- _Vos consignes_
a - Recopiez le texte sur les origines de la franc-maçonnerie à partir des mots « Au temps des » jusqu'aux mots « et des signes. » inclus, en substituant « corporations » à « confréries ».
b - Répondez à ces questions d'après le texte sur les origines de la franc-maçonnerie :
(i) Comment s'appelait le local où se réunissaient les confréries ?
(ii) À quel mot anglais correspond le mot « franc » ?
(iii) À qui les confréries venaient-elles en aide plus particulièrement ?
c - En une à trois phrases, expliquez pourquoi le texte sur les origines de la franc-maçonnerie appelle à douter de la liberté des artisans.

- _Texte présenté_
· · · · ·
Pour comprendre ces différences il est impératif de remonter à l’origine de cette institution et d’en suivre l’évolution au fil du temps.

Nous laisserons aux francs-maçons eux-mêmes, le débat sur les origines antérieures au Moyen-âge et nous nous en tiendrons à la filiation entre les confréries de métiers, la franc-maçonnerie opérative et finalement la franc-maçonnerie spéculative que nous connaissons aujourd’hui.

Au temps des cathédrales, les artisans se constituèrent en confréries de métiers, sortes de syndicats, voire de mutuelles appelées à parfaire les techniques et à venir en aide aux nécessiteux et plus particulièrement aux veuves et enfants des artisans malades ou décédés.

Il ne faut pas perdre de vue le fait qu’un chantier durait très souvent beaucoup plus longtemps que la vie d’un homme.

Ces confréries se réunissaient à proximité de l’ouvrage en cours, dans un local appelé Loge.

Ainsi existait-il des confréries de maçons, de charpentiers, de verriers etc…

Une  première question se pose : d’où vient le mot franc-maçon ?

Pour le plaisir reportons-nous à l’encyclopédie :

Un artisan libre d’aller travailler où il l’entendait et se faisait reconnaître par des mots de passe et des signes.

C’est très bien, c’est clair, le drame que cette même encyclopédie continue ainsi :

Les artisans regroupés en confréries de métiers n’étaient pas libres de leurs mouvements.

Libre ! c’est le sens qu’il faut donner au mot franc et plus précisément à l’anglais free, nous y reviendrons.

Soyons sceptiques quant à la liberté dont auraient pu disposer les artisans qui, dans la plupart des cas, étaient tout simplement réquisitionnés.
· · · · ·
- _Données fournies_
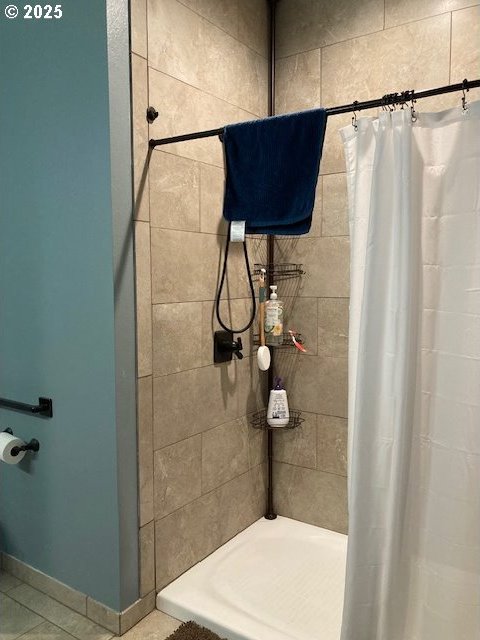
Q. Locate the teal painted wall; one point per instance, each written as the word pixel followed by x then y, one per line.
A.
· · · · ·
- _Réponses par consigne_
a -
Au temps des cathédrales, les artisans se constituèrent en corporations de métiers, sortes de syndicats, voire de mutuelles appelées à parfaire les techniques et à venir en aide aux nécessiteux et plus particulièrement aux veuves et enfants des artisans malades ou décédés.

Il ne faut pas perdre de vue le fait qu’un chantier durait très souvent beaucoup plus longtemps que la vie d’un homme.

Ces corporations se réunissaient à proximité de l’ouvrage en cours, dans un local appelé Loge.

Ainsi existait-il des corporations de maçons, de charpentiers, de verriers etc…

Une  première question se pose : d’où vient le mot franc-maçon ?

Pour le plaisir reportons-nous à l’encyclopédie :

Un artisan libre d’aller travailler où il l’entendait et se faisait reconnaître par des mots de passe et des signes.

b -
(i) Une Loge.
(ii) Au mot « free ».
(iii) Aux veuves et aux enfants des artisans malades ou décédés.

c - Dans la plupart des cas, les artisans étaient tout simplement réquisitionnés. De plus, ceux qui étaient regroupés en confréries de métiers n'étaient pas libres de leurs mouvements.